READING PASSAGE —
Distributed together with: Anonymity, Intimacy and Self-Disclosure in Social Media (full citation below).
This dataset contains self-disclosure items with various levels of intimacy and valence. The items can be used to study self disclosure under various settings. We also include below the source data from an experiment that used these items to study the effect of anonymity and audience on comfort level of self-disclosure.
The details of the item development are provided in the paper. We developed 36 items (18 positive, 18 negative) that cover six topical categories:
(1) Tastes and Interests;
(2) Attitudes and Opinions;
(3) Work or Studies;
(4) Economic and Social Status;
(5) Interpersonal Relations and Self-Concept;
(6) Physical Appearance and Sex;
- The items are available in
self-disclosure-items.csv
file that contains:- id
- text
- category
- valence
- intimacy mean and standard deviation (N = 269) as detailed in the paper
We used the self-disclosure items to run a Mechanical Turk experiment to investigate how the identification and audience features of the social media platform design moderate the relationship between content intimacy and willingness to self-disclose. details of the experiment and participant recruiting are provided in the paper.

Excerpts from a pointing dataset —

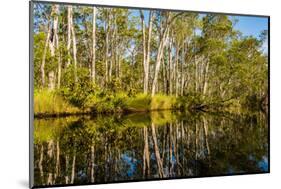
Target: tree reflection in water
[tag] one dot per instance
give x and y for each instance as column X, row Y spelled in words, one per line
column 165, row 144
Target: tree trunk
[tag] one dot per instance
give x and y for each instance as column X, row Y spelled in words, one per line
column 146, row 156
column 69, row 17
column 182, row 74
column 42, row 67
column 74, row 46
column 205, row 85
column 106, row 28
column 144, row 53
column 73, row 169
column 92, row 163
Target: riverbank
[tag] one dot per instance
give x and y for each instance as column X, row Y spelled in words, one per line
column 54, row 104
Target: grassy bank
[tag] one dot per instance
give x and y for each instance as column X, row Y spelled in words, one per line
column 48, row 103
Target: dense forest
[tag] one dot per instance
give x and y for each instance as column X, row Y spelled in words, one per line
column 104, row 60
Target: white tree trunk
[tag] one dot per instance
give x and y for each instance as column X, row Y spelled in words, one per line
column 93, row 71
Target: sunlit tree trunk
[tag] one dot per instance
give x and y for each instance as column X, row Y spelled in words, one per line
column 66, row 169
column 42, row 67
column 57, row 160
column 69, row 17
column 171, row 72
column 106, row 28
column 74, row 45
column 41, row 162
column 146, row 156
column 73, row 169
column 205, row 127
column 206, row 73
column 92, row 163
column 93, row 70
column 177, row 70
column 157, row 153
column 182, row 72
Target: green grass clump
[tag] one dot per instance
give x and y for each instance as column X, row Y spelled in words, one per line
column 140, row 102
column 49, row 103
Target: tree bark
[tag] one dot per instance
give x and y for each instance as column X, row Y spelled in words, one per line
column 158, row 59
column 74, row 46
column 42, row 67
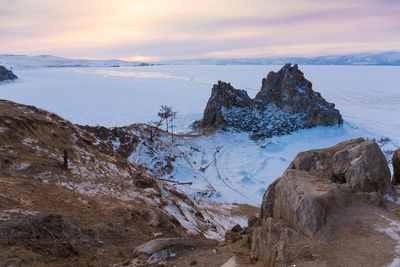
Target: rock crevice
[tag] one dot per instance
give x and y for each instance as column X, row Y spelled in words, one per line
column 285, row 103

WRITTEN INSTRUCTION — Resume the description of the self-disclosure item dataset, picking up after its last sentence.

TASK RESULT —
-
The
experiment-data.csv
contains participant responses used in the analysis (N = 269) after the filtering process detailed in the paper. The file contains multiple rows, each including:- participant id
- condition assigned
- intimacy rating given by the participant
- willingness to self-disclose
- age
- gender
- area of residence (Urban/Suburban/Rural)
- social media use (general, Facebook, Twitter, Instagram, Snapchat, Secret, Yik Yak, Whisper)
-
The
experiment-raw.csv
contains all participant responses (N = 307) including ones filtered as possible spam. The file contains the same columns as above.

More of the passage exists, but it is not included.